§ **WHAT THE EXERCISE ASKS**:
Print the listing below verbatim, from its first line through the line that contains "column 418, row 281", and stop there.

++++++++

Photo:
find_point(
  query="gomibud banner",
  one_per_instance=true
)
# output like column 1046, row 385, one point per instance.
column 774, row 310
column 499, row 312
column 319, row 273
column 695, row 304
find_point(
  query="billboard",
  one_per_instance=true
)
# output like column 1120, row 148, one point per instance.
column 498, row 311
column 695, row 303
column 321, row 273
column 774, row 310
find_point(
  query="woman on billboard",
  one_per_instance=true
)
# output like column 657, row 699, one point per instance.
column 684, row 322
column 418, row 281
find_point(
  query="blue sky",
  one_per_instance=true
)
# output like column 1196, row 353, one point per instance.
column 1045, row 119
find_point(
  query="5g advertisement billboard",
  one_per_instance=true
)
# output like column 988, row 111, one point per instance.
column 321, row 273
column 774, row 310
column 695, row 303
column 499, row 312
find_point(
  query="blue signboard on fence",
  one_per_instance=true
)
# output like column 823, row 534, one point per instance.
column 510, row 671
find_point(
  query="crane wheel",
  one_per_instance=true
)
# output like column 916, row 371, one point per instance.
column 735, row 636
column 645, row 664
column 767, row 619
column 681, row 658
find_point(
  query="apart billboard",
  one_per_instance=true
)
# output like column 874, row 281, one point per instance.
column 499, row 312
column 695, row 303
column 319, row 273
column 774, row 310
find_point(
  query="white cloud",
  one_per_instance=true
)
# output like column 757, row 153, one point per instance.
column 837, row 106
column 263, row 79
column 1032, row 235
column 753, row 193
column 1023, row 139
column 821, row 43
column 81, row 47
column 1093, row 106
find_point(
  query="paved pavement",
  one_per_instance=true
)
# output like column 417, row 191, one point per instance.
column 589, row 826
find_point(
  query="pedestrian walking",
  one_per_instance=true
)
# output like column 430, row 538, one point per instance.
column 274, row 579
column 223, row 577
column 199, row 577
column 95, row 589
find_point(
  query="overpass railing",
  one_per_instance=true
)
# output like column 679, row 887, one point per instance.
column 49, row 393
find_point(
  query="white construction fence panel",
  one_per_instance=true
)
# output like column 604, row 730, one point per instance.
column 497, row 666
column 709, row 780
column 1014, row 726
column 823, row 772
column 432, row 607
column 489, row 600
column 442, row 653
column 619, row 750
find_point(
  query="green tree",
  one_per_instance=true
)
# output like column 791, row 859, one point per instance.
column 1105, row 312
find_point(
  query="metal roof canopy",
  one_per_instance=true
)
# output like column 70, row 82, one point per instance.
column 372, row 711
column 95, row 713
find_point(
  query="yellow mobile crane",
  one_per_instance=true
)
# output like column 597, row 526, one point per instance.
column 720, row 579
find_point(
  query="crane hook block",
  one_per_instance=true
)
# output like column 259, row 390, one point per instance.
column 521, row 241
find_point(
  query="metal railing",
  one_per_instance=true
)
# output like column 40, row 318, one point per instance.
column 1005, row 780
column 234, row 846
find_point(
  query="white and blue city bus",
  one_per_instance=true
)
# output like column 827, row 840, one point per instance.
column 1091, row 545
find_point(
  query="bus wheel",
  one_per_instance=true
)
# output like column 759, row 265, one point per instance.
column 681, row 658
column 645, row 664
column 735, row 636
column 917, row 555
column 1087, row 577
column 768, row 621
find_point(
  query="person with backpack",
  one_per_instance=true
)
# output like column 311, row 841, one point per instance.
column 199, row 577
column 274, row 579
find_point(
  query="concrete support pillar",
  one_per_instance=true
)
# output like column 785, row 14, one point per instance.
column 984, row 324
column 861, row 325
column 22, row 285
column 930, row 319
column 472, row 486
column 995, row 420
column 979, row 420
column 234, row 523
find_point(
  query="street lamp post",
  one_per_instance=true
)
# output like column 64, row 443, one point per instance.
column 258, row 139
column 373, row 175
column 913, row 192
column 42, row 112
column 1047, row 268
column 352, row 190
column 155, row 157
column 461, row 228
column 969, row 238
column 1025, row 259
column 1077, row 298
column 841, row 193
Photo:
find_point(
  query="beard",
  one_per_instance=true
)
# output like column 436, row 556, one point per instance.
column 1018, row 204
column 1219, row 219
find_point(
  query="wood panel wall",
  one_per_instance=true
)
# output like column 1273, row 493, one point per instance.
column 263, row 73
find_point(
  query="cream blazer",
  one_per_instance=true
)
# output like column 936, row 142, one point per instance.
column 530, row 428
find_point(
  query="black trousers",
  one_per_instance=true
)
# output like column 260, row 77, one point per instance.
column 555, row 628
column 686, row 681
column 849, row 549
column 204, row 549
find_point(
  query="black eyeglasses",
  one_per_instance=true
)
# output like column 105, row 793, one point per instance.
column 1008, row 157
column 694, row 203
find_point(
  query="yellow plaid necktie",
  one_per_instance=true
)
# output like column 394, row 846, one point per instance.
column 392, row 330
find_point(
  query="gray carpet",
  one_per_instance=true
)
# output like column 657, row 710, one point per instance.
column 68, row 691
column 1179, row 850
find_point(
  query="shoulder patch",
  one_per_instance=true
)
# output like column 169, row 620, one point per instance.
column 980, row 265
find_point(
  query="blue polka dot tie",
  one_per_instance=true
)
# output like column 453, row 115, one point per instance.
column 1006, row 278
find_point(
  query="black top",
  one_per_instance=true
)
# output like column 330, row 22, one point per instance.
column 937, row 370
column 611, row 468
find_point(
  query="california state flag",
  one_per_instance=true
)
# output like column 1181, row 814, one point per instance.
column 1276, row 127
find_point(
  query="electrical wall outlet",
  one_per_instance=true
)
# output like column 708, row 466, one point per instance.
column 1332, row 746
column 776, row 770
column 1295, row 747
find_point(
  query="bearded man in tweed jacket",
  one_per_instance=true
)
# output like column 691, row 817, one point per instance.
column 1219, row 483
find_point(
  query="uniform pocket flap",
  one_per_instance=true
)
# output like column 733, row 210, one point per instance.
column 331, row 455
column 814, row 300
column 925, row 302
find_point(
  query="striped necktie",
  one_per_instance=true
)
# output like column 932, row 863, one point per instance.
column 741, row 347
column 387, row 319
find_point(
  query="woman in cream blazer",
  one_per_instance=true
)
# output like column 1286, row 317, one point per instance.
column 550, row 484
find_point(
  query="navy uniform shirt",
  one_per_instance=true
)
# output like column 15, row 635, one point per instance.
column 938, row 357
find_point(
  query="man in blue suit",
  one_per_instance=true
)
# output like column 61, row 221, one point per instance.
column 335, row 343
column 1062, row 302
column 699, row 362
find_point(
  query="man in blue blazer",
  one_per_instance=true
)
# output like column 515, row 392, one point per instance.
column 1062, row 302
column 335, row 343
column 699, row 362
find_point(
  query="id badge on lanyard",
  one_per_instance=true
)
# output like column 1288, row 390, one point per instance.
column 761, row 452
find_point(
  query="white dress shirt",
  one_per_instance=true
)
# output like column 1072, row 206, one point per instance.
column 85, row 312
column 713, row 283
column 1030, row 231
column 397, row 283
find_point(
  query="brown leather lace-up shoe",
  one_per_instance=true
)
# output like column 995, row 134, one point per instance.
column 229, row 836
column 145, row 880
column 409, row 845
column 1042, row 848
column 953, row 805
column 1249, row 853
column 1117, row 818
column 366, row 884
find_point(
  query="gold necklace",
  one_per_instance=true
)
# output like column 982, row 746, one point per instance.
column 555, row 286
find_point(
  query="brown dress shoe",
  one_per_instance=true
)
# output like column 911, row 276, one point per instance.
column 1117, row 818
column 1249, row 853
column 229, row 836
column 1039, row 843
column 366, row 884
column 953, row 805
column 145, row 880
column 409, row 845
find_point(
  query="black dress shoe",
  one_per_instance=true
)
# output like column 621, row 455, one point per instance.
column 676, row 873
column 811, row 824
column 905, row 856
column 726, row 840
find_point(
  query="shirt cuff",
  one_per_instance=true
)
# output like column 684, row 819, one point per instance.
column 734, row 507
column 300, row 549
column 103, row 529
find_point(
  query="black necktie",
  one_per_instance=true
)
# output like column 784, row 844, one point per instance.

++++++++

§ **RIGHT ANSWER**:
Photo:
find_point(
  query="gomibud banner",
  one_per_instance=true
)
# output like column 1046, row 385, one point per instance.
column 774, row 310
column 499, row 312
column 319, row 273
column 695, row 304
find_point(
  query="billboard",
  one_per_instance=true
)
# output like column 1120, row 148, one point per instance.
column 498, row 311
column 695, row 303
column 321, row 273
column 774, row 310
find_point(
  query="woman on billboard",
  one_per_instance=true
)
# output like column 657, row 699, one point per instance.
column 684, row 322
column 418, row 281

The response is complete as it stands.